* **Texto selecionado**:

• • • •

Cresce violência contra meninas

Os dados de violência contra meninas e adolescentes apresentados pelo Anuário da Segurança Pública mostram aumentos aterradores nos diversos tipos de ocorrência. Casos de estupro tiveram leve queda, enquanto a taxa de estupro de vulneráveis aumentou 5,5%. Foram 37.872 registros no país. Meninas representam 88,2% das vítimas e 61,3% delas tinham entre 0 e 13 anos.

O crime de “divulgação de cenas de estupro ou estupro de vulnerável, de cena de sexo ou pornografia” teve aumento de 22,7%, sendo registrados 3.181 casos. Lembrando que estes são crimes comumente subnotificados.

Amanda Gaion, da Rede Feminista de Saúde, acredita na educação e na mobilização popular como forma de conscientização sobre esses crimes. “Acredito na criação de comitês populares para debater, discutir, fomentar os direitos das mulheres neste país. Sou a favor e adepta da educação popular, criar grupos que façam a palavra e a escuta circular é fundamental para reflexão e mudança de ação/atitude por parte de todas e todos nós”.

“Também penso ser muito valioso debater sobre dentro das escolas, sejam públicas ou privadas, levar esse tema, ouvir, discutir junto às nossas crianças e adolescentes sobre esse problema social. Além de prevenir, podemos fazer com que amplie a consciência crítica sobre esse fato social”.

Carmem Ribeiro, do Conselho Estadual dos Direitos da Mulher, lembra que a violência contra crianças e adolescentes não é algo novo, mas que vem sendo divulgado nas últimas décadas, com ganhos para a formulação de uma legislação mais protetora e de políticas públicas voltadas para a prevenção e para a atenção às vítimas de violências.

“Porém, entre a letra da lei e a prática real há, muitas vezes, um abismo. Pode-se supor inclusive, ainda que sem respaldo em pesquisas e análises mais profundas, que o fato de tais leis e políticas terem sido formuladas, por si só pode ter trazido à tona uma reação de parte da sociedade, notadamente daqueles mais conservadores, que orquestram campanhas contrárias a estas políticas e leis, dando-lhes interpretações falsas, opondo-as a conceitos e dogmas religiosos”, alerta.

Incentivo à violência

Martha Ramirez, do Observatório de Feminicídios, concorda que a defesa de pautas morais dificulta o combate efetivo à violência tanto contra mulheres quanto contra crianças.

• • • •

* **A fazer**:
1) Indique se cada afirmação concorda com o texto sobre violência contra meninas e cite o trecho decisivo: (a) a taxa de estupro de vulneráveis aumentou 5,5%; (b) os casos de estupro tiveram forte aumento; (c) Carmem Ribeiro é da Rede Feminista de Saúde.
2) Prolongue o texto sobre violência contra meninas a partir da última frase apresentada.

• • • •

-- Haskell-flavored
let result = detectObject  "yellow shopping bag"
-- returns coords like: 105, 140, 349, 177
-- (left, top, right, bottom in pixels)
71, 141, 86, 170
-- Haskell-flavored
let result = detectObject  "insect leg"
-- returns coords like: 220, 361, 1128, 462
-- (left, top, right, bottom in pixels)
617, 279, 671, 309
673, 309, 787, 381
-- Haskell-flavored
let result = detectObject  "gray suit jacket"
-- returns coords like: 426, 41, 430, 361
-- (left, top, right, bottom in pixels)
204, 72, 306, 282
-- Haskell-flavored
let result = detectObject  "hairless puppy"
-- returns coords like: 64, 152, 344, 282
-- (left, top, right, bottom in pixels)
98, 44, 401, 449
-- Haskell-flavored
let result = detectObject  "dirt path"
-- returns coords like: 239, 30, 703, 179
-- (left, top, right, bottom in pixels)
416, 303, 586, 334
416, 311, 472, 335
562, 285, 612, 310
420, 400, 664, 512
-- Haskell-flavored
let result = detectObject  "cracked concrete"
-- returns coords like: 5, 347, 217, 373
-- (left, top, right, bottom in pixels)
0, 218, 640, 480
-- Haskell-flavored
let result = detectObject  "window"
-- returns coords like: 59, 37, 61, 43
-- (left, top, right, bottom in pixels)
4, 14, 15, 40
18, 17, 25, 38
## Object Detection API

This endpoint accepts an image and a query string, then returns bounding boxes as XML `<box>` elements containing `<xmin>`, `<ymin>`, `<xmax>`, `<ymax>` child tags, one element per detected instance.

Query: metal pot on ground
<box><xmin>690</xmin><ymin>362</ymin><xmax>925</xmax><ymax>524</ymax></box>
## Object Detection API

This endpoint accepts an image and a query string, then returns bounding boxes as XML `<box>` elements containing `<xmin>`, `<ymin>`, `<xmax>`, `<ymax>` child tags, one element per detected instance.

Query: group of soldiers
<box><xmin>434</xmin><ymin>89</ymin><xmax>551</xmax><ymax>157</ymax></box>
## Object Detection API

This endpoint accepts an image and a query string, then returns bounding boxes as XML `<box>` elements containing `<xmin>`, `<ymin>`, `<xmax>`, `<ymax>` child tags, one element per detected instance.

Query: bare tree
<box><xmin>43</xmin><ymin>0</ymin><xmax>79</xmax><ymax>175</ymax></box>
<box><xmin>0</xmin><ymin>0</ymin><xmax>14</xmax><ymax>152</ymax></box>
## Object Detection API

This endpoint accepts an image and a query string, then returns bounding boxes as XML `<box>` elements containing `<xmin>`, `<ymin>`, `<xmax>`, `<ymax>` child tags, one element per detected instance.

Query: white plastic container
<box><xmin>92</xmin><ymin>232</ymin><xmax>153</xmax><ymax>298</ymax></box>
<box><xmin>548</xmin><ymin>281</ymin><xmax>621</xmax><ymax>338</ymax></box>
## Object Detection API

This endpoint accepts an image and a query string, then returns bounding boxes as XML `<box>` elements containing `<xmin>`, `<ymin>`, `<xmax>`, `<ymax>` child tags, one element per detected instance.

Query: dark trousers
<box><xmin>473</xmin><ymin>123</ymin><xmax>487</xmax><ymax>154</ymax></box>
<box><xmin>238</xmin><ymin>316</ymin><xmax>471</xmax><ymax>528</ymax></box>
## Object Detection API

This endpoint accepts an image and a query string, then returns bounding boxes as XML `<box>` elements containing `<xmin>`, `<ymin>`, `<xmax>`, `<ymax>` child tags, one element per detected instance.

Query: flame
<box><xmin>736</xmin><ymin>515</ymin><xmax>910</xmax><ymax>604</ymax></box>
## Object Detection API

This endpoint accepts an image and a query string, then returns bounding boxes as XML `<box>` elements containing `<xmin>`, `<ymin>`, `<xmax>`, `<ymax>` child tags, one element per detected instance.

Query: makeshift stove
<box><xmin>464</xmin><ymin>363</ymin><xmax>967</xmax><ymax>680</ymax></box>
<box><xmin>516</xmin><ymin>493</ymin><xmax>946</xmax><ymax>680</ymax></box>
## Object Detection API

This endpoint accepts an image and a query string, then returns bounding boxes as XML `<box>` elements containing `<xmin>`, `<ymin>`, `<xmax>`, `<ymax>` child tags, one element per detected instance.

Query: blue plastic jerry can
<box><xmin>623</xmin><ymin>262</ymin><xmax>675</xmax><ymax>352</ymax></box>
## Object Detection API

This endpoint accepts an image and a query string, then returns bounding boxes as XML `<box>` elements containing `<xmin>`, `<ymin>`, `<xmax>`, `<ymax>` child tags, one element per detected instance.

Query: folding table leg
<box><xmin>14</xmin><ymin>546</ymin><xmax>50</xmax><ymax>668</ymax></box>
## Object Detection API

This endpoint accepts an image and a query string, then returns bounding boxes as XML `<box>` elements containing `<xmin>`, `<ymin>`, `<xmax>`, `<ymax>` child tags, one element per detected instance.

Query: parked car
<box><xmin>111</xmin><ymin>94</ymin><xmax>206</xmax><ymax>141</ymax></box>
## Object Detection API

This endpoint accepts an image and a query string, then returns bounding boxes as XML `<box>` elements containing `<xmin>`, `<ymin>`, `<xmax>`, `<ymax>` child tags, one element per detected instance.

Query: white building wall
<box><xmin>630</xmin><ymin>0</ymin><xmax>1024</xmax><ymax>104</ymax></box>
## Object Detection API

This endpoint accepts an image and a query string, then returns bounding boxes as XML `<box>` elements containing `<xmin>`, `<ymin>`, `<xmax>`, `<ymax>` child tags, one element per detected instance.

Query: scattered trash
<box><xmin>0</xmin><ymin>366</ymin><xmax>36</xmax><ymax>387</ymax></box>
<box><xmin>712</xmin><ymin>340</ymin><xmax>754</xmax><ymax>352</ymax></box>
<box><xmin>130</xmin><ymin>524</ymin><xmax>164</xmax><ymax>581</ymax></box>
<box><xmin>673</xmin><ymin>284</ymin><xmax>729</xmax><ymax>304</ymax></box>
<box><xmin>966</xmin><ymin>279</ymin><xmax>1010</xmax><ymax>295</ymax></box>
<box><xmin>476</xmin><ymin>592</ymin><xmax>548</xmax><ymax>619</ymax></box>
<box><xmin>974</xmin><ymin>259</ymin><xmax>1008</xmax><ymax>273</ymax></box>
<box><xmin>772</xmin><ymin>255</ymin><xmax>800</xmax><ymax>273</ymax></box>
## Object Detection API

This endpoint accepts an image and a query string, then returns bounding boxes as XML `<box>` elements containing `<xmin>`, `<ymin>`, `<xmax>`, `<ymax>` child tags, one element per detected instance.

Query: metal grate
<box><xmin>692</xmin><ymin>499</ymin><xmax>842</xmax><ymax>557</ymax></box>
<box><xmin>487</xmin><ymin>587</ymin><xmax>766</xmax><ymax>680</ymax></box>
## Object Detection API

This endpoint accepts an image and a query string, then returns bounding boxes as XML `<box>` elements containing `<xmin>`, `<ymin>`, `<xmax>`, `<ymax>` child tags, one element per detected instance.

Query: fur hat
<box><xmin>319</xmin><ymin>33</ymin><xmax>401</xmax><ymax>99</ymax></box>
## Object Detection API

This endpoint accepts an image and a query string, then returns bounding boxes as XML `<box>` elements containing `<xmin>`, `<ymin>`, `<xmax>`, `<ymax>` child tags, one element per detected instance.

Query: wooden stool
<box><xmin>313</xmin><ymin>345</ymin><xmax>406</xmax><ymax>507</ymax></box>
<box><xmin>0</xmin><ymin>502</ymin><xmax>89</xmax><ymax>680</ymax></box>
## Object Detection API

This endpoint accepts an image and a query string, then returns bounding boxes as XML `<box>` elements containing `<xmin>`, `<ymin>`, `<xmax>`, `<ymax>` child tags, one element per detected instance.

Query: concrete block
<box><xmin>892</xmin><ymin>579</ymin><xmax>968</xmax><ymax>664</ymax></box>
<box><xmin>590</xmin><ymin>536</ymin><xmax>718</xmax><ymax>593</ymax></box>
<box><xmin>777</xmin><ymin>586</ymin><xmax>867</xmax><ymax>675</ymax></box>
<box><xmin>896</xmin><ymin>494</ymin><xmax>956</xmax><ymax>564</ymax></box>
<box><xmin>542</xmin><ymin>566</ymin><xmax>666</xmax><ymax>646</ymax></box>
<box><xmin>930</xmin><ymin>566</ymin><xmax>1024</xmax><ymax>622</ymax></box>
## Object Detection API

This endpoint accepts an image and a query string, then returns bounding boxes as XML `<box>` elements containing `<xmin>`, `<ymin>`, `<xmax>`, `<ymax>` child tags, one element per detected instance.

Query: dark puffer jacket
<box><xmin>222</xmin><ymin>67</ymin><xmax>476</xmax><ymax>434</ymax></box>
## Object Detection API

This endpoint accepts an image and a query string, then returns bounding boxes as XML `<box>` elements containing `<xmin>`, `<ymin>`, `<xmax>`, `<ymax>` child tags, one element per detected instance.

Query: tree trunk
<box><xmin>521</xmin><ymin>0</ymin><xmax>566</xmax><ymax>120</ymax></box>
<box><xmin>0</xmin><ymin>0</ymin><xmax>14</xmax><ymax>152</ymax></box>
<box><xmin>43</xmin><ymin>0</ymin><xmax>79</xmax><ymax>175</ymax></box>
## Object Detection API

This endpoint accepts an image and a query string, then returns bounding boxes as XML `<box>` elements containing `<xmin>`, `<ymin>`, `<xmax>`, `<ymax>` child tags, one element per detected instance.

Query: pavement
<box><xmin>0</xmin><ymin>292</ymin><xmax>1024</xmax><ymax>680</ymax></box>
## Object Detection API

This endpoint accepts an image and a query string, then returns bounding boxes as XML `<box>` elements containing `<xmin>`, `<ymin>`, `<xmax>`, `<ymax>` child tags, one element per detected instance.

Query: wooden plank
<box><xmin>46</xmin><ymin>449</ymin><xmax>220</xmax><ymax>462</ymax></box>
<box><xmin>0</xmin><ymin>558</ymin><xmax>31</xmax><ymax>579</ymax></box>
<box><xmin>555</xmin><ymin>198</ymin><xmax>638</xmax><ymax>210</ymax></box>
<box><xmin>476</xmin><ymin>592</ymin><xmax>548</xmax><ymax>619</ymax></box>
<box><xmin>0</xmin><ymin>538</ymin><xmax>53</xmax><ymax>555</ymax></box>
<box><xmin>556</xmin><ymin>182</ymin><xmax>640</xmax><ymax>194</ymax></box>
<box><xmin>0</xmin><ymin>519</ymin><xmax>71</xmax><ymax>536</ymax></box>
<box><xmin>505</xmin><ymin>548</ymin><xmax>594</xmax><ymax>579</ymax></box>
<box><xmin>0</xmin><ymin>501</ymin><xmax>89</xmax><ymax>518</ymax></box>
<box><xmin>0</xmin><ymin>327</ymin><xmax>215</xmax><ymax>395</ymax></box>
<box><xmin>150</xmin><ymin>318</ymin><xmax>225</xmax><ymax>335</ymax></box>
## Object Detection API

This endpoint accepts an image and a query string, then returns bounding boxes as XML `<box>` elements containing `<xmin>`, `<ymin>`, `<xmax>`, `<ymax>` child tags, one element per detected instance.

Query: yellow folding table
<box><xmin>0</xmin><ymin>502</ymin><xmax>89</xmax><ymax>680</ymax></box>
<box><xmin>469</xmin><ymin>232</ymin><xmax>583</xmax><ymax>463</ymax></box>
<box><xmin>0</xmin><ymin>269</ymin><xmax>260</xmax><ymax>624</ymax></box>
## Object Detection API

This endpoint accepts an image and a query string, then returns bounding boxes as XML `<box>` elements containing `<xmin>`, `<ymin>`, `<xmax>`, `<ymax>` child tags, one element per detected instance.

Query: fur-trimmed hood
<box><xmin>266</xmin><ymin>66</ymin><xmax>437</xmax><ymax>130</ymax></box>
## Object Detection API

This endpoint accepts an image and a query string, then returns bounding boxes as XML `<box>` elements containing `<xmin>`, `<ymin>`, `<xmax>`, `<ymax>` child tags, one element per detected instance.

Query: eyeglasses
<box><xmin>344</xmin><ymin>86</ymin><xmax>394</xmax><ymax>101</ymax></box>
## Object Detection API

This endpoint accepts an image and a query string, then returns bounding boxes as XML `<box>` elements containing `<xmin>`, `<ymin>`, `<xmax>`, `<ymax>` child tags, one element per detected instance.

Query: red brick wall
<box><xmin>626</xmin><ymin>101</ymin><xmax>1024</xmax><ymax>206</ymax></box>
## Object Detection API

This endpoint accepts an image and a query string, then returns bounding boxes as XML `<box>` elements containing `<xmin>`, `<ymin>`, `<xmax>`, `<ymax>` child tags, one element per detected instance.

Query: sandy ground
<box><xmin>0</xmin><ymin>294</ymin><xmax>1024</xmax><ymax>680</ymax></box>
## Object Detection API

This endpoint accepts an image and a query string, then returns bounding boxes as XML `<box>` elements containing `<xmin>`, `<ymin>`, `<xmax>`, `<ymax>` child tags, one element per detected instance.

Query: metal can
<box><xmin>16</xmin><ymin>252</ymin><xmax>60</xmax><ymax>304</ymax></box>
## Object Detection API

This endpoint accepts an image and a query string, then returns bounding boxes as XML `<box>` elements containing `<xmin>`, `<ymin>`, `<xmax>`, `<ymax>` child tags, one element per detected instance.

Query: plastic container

• • • •

* **Resultados por tarefa**:
1)
(a) Sim: "a taxa de estupro de vulneráveis aumentou 5,5%".
(b) Não: "Casos de estupro tiveram leve queda".
(c) Não: "Carmem Ribeiro, do Conselho Estadual dos Direitos da Mulher".

2)
“Não podemos esquecer que as campanhas para presidente e para outros cargos eletivos investiram fortemente nas chamadas pautas morais, focando nos avanços, conceitos e políticas de gênero, percebidos como ameaçadores para uma ‘ordem social’, que não é mais do que a patriarcal, de um machismo hegemônico. Após quase quatro anos desse período, estamos observando os resultados, não só a ausência de políticas públicas, como a destruição de algumas delas”.

Carmem Ribeiro enxerga um campo propício para o aumento da violência no Brasil atual, incentivado pelo governo Jair Bolsonaro.

“Parece haver uma cruzada contra qualquer coisa que se oponha à violência, que preze pela defesa dos direitos humanos, pelo respeito ao outro em sua diversidade, pela solidariedade e empatia. Neste ambiente de hostilidade estimulada, a violência tem espaço fértil. Na outra vertente, o governo federal em especial, atua no sentido de esfacelar todas as políticas públicas de caráter social, de defesa de direitos e ambiental, fazendo minguar os orçamentos das pastas que atuam nestas áreas, não utilizando os recursos previstos, não informando a população, distorcendo dados, impedindo fiscalização, não repondo Recursos Humanos, não respondendo a compromissos internacionais, enfim, boicotando qualquer ação que busque a defesa e proteção de grupos vulneráveis e do meio ambiente”.

Para a conselheira, a reversão deste quadro que ela classifica como “dramático” é uma tarefa árdua, mas necessária, que passa pela mobilização social. “Ninguém tem uma receita, apenas sabemos que não haverá um ‘salvador’, que dependerá de um trabalho conjunto, de contraposição ao ódio e à violência, de romper bolhas de comunicação, de reafirmar princípios democráticos, de acolher, de ser capaz de criar alternativas e não cair na tentação de fechar olhos e ouvidos e fingir que tudo está bem”, finaliza.